Task to complete: Write out exactly, please, the lines from the one containing "form (450, 88)." to the end of the material.

______________________________

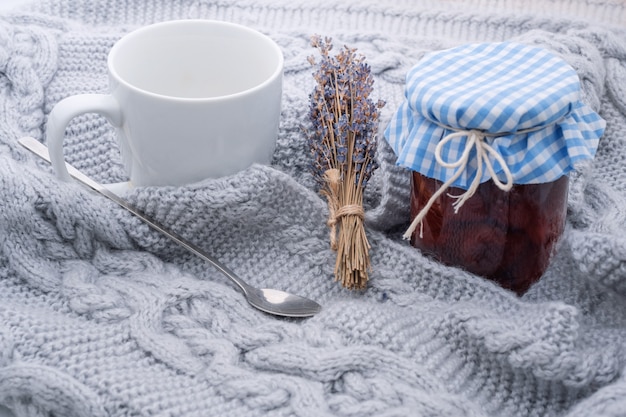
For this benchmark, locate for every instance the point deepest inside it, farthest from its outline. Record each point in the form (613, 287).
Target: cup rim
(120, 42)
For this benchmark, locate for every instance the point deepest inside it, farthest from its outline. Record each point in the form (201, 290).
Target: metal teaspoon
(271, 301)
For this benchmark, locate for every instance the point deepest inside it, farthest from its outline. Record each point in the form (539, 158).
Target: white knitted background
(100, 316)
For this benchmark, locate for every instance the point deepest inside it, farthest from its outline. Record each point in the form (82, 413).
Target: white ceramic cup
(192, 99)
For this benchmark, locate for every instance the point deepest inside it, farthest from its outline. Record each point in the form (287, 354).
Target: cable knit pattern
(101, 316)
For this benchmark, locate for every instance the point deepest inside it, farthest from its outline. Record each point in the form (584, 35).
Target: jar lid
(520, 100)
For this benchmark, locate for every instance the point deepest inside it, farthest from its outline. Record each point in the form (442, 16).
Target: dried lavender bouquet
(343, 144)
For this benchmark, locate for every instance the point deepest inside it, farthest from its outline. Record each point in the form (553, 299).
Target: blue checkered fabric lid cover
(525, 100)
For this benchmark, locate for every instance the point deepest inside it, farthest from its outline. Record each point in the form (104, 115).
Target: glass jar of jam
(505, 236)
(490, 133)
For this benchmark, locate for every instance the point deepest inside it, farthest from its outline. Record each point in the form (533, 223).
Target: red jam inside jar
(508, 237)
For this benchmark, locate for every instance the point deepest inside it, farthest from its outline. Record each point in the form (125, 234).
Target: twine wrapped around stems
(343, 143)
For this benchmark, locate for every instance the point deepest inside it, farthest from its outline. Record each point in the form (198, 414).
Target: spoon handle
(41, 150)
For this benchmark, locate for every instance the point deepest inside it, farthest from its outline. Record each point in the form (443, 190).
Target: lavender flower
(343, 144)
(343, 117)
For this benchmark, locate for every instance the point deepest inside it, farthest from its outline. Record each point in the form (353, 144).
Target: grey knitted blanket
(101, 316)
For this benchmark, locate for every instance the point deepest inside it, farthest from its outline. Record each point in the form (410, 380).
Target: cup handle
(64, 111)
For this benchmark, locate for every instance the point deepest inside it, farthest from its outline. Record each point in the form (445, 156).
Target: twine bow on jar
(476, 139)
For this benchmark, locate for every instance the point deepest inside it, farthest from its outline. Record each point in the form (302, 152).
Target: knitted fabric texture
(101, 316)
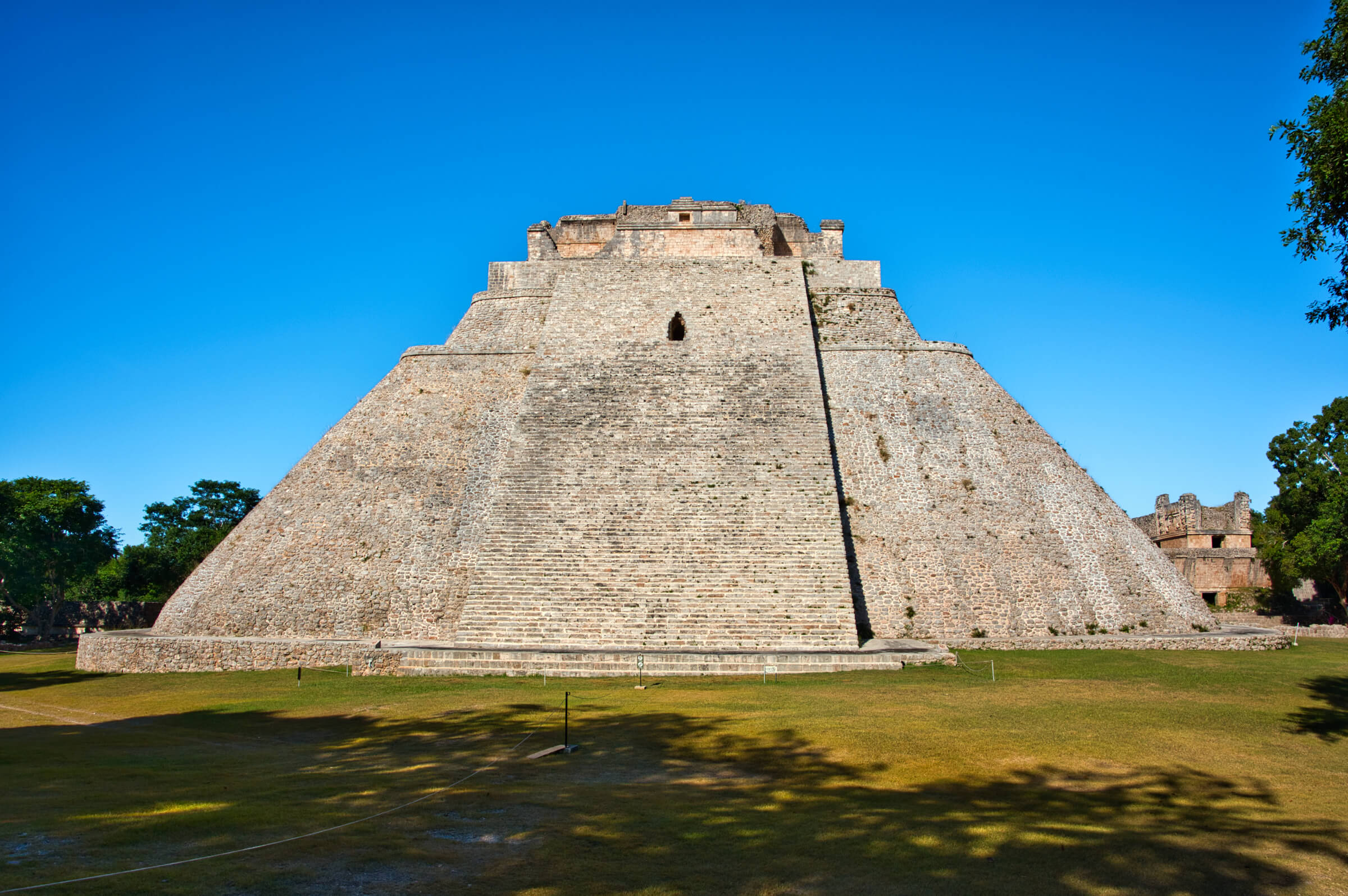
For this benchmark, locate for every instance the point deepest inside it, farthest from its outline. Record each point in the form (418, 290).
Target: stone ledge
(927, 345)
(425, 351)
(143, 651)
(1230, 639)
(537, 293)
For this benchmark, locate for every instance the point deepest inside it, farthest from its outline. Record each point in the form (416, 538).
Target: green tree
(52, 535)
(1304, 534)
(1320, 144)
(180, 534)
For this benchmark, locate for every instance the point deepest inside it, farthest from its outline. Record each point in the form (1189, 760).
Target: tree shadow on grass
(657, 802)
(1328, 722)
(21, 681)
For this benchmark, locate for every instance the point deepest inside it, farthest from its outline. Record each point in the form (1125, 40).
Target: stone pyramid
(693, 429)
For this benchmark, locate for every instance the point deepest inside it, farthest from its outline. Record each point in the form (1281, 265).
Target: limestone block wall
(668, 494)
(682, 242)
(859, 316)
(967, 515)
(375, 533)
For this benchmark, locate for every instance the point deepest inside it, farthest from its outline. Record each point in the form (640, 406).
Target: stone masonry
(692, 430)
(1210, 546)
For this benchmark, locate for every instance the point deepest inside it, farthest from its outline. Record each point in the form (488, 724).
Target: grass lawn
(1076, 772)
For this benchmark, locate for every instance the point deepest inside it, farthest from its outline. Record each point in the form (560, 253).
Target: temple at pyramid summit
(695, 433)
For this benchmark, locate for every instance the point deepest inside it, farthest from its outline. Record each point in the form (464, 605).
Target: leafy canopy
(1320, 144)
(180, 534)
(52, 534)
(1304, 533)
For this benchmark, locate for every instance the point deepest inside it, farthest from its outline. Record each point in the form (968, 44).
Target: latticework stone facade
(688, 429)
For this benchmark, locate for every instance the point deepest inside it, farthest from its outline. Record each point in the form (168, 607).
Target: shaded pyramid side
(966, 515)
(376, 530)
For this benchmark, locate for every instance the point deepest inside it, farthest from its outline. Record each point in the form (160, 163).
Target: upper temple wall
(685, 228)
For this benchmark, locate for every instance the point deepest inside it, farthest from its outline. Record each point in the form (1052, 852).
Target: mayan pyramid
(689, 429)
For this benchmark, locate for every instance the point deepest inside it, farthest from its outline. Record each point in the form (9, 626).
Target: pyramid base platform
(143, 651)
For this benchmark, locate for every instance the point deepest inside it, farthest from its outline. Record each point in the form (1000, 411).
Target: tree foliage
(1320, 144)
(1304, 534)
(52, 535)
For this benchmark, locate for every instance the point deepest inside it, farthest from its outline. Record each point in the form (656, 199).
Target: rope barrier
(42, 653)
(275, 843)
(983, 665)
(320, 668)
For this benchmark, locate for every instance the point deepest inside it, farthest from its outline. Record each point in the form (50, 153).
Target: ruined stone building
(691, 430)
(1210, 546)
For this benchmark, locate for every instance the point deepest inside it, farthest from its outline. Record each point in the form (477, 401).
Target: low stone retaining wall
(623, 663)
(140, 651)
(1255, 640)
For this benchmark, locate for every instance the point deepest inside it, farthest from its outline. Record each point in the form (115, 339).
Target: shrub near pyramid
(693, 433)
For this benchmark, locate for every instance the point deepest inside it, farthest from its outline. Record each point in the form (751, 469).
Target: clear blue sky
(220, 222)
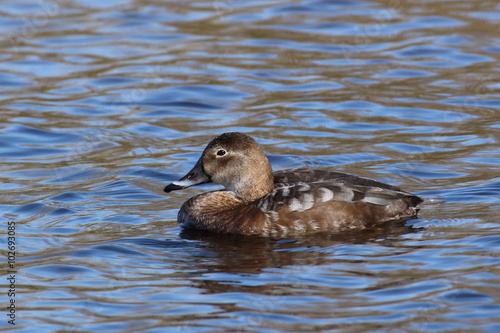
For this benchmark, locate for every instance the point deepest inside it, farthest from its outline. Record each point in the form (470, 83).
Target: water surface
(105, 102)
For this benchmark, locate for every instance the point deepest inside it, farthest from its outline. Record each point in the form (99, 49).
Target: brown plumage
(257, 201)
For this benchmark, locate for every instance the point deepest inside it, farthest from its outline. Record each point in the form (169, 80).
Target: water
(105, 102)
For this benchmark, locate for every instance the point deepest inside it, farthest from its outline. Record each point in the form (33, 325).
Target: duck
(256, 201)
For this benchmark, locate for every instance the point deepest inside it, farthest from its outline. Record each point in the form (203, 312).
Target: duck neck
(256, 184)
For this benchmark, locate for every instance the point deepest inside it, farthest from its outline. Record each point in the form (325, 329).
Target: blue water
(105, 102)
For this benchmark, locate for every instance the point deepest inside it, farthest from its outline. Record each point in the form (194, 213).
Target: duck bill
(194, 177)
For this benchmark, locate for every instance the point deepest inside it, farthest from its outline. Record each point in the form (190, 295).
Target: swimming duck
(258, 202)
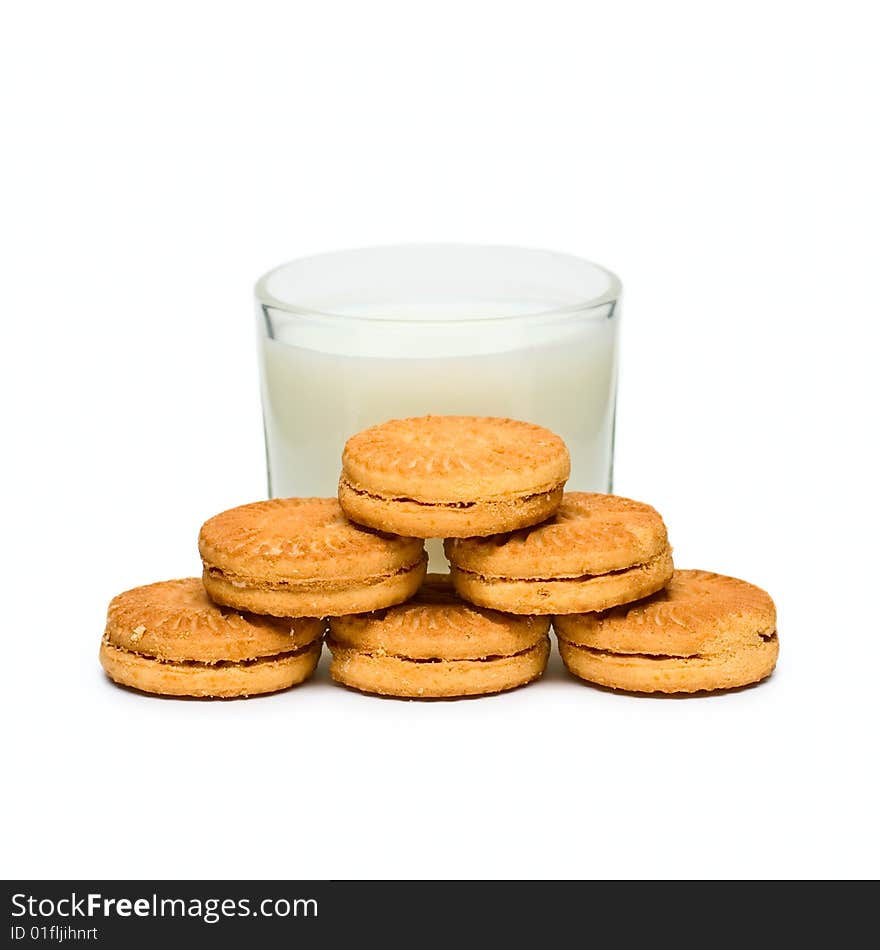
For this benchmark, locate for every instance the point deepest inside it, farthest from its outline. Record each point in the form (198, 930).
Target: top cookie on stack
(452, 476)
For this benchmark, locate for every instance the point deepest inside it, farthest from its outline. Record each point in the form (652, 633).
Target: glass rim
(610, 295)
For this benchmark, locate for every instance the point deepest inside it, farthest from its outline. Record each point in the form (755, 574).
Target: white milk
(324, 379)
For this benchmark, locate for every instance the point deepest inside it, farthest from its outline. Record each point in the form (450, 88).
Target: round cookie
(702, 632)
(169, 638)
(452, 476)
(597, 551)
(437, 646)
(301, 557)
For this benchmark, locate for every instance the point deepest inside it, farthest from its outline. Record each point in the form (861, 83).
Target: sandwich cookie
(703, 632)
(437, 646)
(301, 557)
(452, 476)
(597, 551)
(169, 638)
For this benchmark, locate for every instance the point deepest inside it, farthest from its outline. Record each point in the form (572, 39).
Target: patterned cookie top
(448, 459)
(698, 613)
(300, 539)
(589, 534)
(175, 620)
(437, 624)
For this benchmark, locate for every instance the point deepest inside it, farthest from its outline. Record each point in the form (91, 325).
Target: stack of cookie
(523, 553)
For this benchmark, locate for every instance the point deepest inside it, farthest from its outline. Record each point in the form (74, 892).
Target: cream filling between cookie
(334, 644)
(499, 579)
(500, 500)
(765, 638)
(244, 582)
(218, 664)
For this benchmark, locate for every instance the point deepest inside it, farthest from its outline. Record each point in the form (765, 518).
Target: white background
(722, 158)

______________________________

Full output:
For this benchmark, locate for every instance the point deepest inside it, farthest from its outline. Record each point in the form (450, 88).
Target: round cookie
(702, 632)
(169, 638)
(452, 476)
(597, 551)
(437, 646)
(301, 557)
For this benchmark, locate for every instance the point deepest inside it, farthest from its outline. Record each point in the form (861, 83).
Target: sandwich cookie
(703, 632)
(437, 646)
(301, 557)
(452, 476)
(597, 551)
(169, 638)
For this benchmark, locate for every instance the point deepest inside it, farthest from its outline. Record each point in the form (572, 39).
Target: patterned cookie top
(448, 459)
(698, 613)
(300, 539)
(589, 534)
(175, 620)
(437, 624)
For this benchmark, locate for every instance the point deepest inside it, farthest from its outline. Record each point in the form (91, 325).
Target: stack of cookie
(523, 553)
For this benchmark, locate for every instance the point deepest inside it, farthest from its outline. Record each point in the form (74, 892).
Target: cream filling between cookie
(334, 644)
(499, 579)
(500, 500)
(765, 638)
(244, 582)
(218, 664)
For this benchmark, locate for every instance the point deepest inside it, farthest from its outline. Record each point in the form (765, 518).
Target: white background
(722, 158)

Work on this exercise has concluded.